• BLOC DE TEXTE
Solitude, vulnérabilité et indifférence : ces expériences sont partagés par plusieurs personnes en situation d’itinérance à Montréal, qui voient de plus en plus de leurs confrères et consœurs mourir chaque année. Elles sentent qu’un gouffre se creuse avec le reste de la population, même si elles partagent les mêmes trottoirs.
« Tu ressens l’indifférence, mais aussi du jugement, énormément […]. Il y a des gens qui ont encore de l’amour [pour les personnes itinérantes], mais, pour la majorité, ça reste de l’indifférence », raconte Sylvain Gonthier, un organisateur de la Nuit des sans-abri. M. Gonthier a lui-même vécu cinq ans à Montréal sans domicile fixe et affirme qu’arriver dans la rue, « c’est le dernier échelon de la société ».
« Je crois qu’ils ne veulent pas s’approcher de la souffrance »
Sylvain Gonthier.
Émeline Chalimon, une paire aidante du volet jeunesse de l’organisme Spectre de rue, explique que la plupart des personnes en situation d’itinérance sont conscientes de cette réalité. « Je pense qu’ils [les personnes itinérantes] remarquent que les gens les évitent, qu’ils ne leur parlent pas. Les gens les ignorent, ne leur répondent pas. »
Sylvain Gonthier a réussi à s’en sortir en 2019 et sensibilise maintenant les gens aux problèmes que vit la population itinérante de Montréal et du Québec. « [Au début], tu te sens vulnérable, tu te sens blessé, tu te sens seul et tu ne sais pas où tu t’en vas. Il n’y a rien en avant de toi », confie-t-il.

• Entrées d'étiquetage de régions
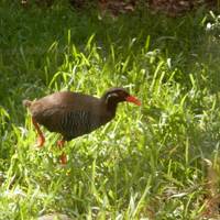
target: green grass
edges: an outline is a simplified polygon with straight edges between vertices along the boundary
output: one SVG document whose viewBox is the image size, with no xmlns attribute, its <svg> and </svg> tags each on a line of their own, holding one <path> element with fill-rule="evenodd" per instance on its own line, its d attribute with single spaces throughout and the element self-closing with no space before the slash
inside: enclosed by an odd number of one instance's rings
<svg viewBox="0 0 220 220">
<path fill-rule="evenodd" d="M 0 3 L 0 219 L 196 219 L 205 205 L 204 158 L 219 161 L 218 34 L 204 9 L 182 18 L 136 10 L 98 19 L 66 2 Z M 142 107 L 69 142 L 36 134 L 23 99 L 56 90 L 101 96 L 123 86 Z"/>
</svg>

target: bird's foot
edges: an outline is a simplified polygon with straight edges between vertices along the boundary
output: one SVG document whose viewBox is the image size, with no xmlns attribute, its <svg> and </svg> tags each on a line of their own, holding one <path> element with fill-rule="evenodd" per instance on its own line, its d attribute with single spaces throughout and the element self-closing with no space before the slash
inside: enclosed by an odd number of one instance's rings
<svg viewBox="0 0 220 220">
<path fill-rule="evenodd" d="M 45 138 L 43 135 L 40 135 L 37 138 L 37 146 L 42 147 L 44 145 L 44 142 L 45 142 Z"/>
<path fill-rule="evenodd" d="M 62 150 L 64 147 L 64 144 L 65 144 L 64 140 L 57 141 L 57 145 L 58 145 L 59 150 Z M 66 165 L 67 164 L 67 156 L 66 156 L 66 154 L 64 152 L 62 153 L 59 160 L 61 160 L 61 164 L 62 165 Z"/>
</svg>

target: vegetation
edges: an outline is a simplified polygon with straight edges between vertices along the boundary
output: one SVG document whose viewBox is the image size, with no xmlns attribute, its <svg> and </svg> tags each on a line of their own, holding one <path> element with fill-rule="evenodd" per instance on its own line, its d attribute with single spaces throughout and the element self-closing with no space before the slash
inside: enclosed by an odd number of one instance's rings
<svg viewBox="0 0 220 220">
<path fill-rule="evenodd" d="M 6 0 L 0 14 L 0 219 L 202 219 L 218 205 L 218 16 L 139 9 L 112 20 Z M 58 135 L 44 130 L 35 146 L 23 99 L 114 86 L 142 107 L 121 105 L 112 122 L 69 142 L 65 167 Z"/>
</svg>

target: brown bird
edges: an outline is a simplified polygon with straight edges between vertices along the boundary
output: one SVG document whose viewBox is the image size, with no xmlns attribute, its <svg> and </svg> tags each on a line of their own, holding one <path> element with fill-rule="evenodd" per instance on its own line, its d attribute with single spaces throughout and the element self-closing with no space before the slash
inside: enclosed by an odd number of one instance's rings
<svg viewBox="0 0 220 220">
<path fill-rule="evenodd" d="M 51 132 L 63 135 L 58 141 L 62 148 L 65 141 L 90 133 L 112 120 L 119 102 L 133 102 L 141 106 L 141 101 L 131 96 L 123 88 L 111 88 L 101 98 L 72 91 L 59 91 L 36 101 L 23 100 L 32 114 L 32 122 L 38 134 L 38 146 L 43 146 L 45 138 L 38 127 L 44 125 Z M 66 155 L 61 161 L 65 164 Z"/>
</svg>

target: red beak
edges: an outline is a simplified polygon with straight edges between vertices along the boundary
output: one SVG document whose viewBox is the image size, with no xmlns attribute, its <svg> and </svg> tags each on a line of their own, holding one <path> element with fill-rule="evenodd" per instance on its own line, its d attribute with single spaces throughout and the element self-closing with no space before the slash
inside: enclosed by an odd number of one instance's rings
<svg viewBox="0 0 220 220">
<path fill-rule="evenodd" d="M 135 97 L 129 96 L 125 98 L 125 100 L 129 102 L 135 103 L 136 106 L 141 106 L 141 101 Z"/>
</svg>

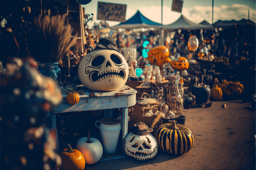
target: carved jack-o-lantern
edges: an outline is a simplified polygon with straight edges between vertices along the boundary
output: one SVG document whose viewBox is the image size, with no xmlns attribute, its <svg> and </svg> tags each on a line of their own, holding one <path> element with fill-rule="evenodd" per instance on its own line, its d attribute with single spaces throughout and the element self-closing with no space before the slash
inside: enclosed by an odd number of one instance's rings
<svg viewBox="0 0 256 170">
<path fill-rule="evenodd" d="M 172 61 L 169 58 L 169 49 L 165 46 L 157 47 L 149 51 L 147 59 L 151 65 L 161 66 L 164 64 Z"/>
<path fill-rule="evenodd" d="M 124 57 L 113 49 L 93 50 L 82 59 L 78 66 L 80 81 L 92 90 L 119 89 L 126 82 L 128 74 L 128 65 Z"/>
<path fill-rule="evenodd" d="M 187 59 L 183 57 L 178 57 L 178 59 L 179 61 L 172 61 L 171 62 L 172 67 L 176 70 L 187 70 L 189 66 Z"/>
<path fill-rule="evenodd" d="M 125 150 L 127 155 L 138 160 L 145 160 L 154 157 L 156 155 L 158 149 L 156 140 L 149 133 L 153 129 L 148 129 L 145 123 L 141 122 L 134 126 L 141 127 L 142 125 L 146 128 L 143 128 L 140 133 L 137 133 L 133 130 L 127 135 L 124 144 Z M 145 129 L 147 131 L 143 131 Z"/>
</svg>

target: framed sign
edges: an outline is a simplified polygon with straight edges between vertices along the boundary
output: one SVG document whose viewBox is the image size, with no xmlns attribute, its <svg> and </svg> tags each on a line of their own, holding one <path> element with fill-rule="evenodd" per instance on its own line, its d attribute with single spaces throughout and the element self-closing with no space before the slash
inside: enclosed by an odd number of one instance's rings
<svg viewBox="0 0 256 170">
<path fill-rule="evenodd" d="M 181 12 L 182 9 L 183 1 L 181 0 L 173 0 L 172 10 Z"/>
<path fill-rule="evenodd" d="M 125 22 L 125 4 L 98 2 L 97 20 Z"/>
</svg>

• TÂCHES À FAIRE
[1] D'après le texte sur l'itinérance à Montréal, comment les gens se comportent-ils avec les personnes itinérantes selon Émeline Chalimon ? Nomme tous ces comportements.
[2] Poursuis le texte sur l'itinérance à Montréal après son dernier paragraphe.

• TÂCHES RÉSOLUES
[1] Les gens les évitent, ne leur parlent pas, les ignorent et ne leur répondent pas.

[2]
Selon Maryane Daigle, une organisatrice communautaire pour le Réseau d’aide aux personnes seules et itinérantes de Montréal , la raison derrière l’inaction de la population envers la détresse des personnes sans domicile fixe est le malaise face à la souffrance. « On a peur des personnes qu’on ne connaît pas. Souvent, les préjugés qui sont véhiculés avec l’itinérance, c’est la violence. C’est que ce sont des gens qui sont en détresse », souligne-t-elle.
« Personne n’est à l’aise. Personne n’est bien de voir quelqu’un qui souffre ou qui est en détresse », reconnaît Mme Daigle.
Deux classes sociales distinctes
Selon Mme Chalimon, ces sentiments de vulnérabilité et de solitude s’expliquent par la perception dévalorisante des personnes logées sur les personnes itinérantes qui cohabitent à Montréal. « Il y a comme un processus de déshumanisation qui se passe où les itinérants ne sont pas vraiment considérés comme des personnes civiles et ils en sont conscients. Ils ne se considèrent pas comme des citoyens. »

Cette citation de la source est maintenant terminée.